• Görev girdisi
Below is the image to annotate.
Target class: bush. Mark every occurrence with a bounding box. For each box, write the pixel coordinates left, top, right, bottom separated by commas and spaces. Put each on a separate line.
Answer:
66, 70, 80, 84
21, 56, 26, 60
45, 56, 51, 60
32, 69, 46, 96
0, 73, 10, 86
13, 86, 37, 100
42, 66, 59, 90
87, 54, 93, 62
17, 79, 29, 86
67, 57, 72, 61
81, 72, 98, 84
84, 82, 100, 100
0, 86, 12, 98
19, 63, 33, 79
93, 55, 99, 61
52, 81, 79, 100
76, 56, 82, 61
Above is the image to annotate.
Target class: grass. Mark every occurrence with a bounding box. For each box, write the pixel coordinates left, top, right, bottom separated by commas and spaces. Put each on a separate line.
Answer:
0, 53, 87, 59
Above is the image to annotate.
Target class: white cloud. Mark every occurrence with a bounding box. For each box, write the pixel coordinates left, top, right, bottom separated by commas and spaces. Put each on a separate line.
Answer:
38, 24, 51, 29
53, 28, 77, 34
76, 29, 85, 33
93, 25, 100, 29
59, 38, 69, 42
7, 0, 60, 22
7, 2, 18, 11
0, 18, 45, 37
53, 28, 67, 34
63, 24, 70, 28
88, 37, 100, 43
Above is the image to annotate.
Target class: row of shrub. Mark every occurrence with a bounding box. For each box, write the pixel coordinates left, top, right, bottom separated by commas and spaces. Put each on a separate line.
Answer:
---
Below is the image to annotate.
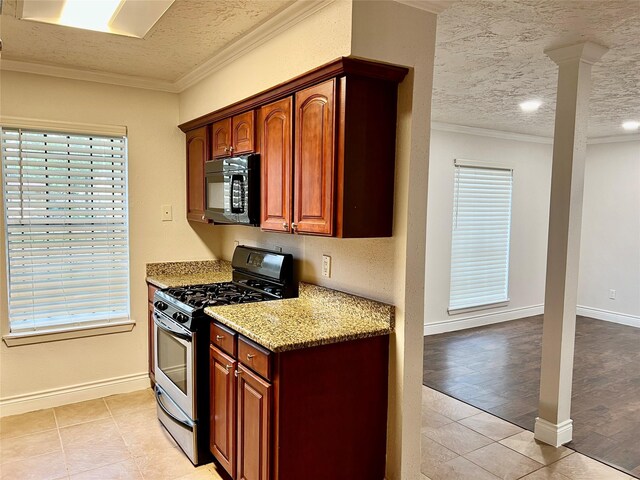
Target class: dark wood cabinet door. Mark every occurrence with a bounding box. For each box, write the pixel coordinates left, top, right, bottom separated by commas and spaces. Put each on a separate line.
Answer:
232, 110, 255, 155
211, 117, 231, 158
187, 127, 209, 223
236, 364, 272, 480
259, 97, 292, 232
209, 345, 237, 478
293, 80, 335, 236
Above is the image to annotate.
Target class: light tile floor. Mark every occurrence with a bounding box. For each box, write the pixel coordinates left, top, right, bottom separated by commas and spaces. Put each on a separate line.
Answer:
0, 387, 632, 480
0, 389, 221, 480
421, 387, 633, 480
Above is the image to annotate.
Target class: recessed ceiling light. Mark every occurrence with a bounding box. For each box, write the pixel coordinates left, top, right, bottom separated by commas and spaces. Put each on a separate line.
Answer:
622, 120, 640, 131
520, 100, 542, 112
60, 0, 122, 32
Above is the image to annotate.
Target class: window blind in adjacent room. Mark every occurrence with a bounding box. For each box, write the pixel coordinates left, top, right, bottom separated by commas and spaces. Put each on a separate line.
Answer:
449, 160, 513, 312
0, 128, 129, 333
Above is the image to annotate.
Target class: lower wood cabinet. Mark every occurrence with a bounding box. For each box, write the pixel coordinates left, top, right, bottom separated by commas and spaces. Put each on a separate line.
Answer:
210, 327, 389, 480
...
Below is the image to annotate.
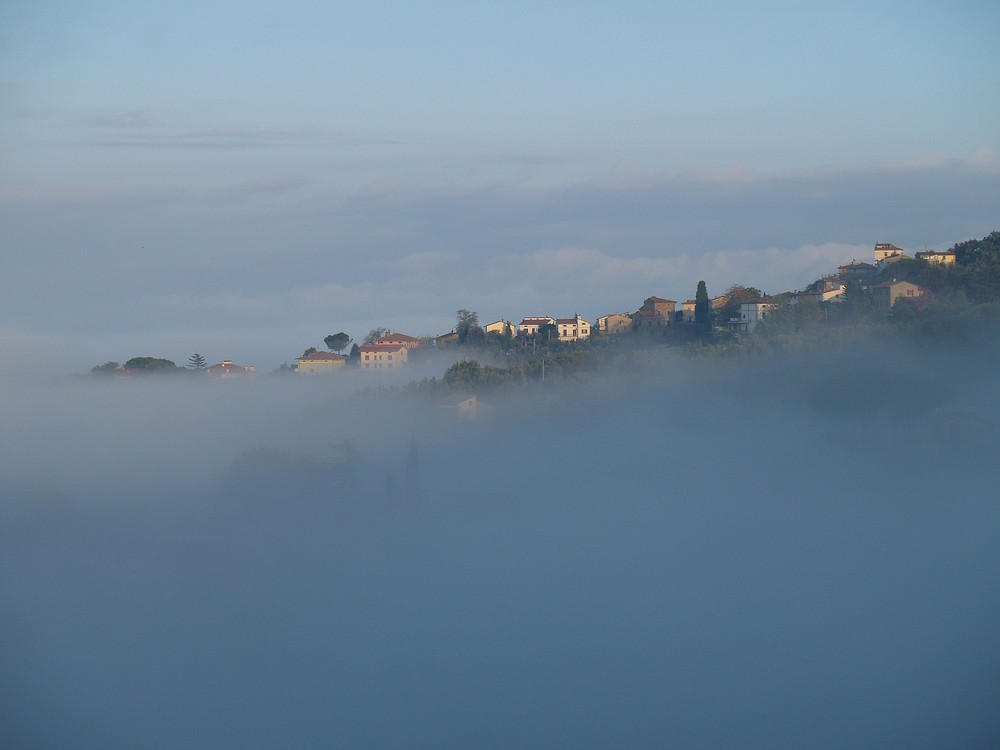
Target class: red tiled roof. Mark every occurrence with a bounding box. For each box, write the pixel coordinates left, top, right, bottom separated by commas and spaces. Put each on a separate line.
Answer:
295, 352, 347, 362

• Görevin amacı
Yukarıdaki satırlardan "light" dizesini içerenleri bulun ve her birini olduğu gibi kopyalayın. Büyük ve küçük harf farkı dikkate alınır.

• Tam çıktı
Target class: light tile floor. Mark every occurrence with a bounding box. For each box, write the pixel coordinates left, top, right, bottom separated by commas and spaces. Put each on a separate line.
Target class: recessed ceiling light. Mark every occurrence with a bounding box. For each box, write the pixel coordinates left, top, right, bottom separated by commas and spaces. Put each on a separate line.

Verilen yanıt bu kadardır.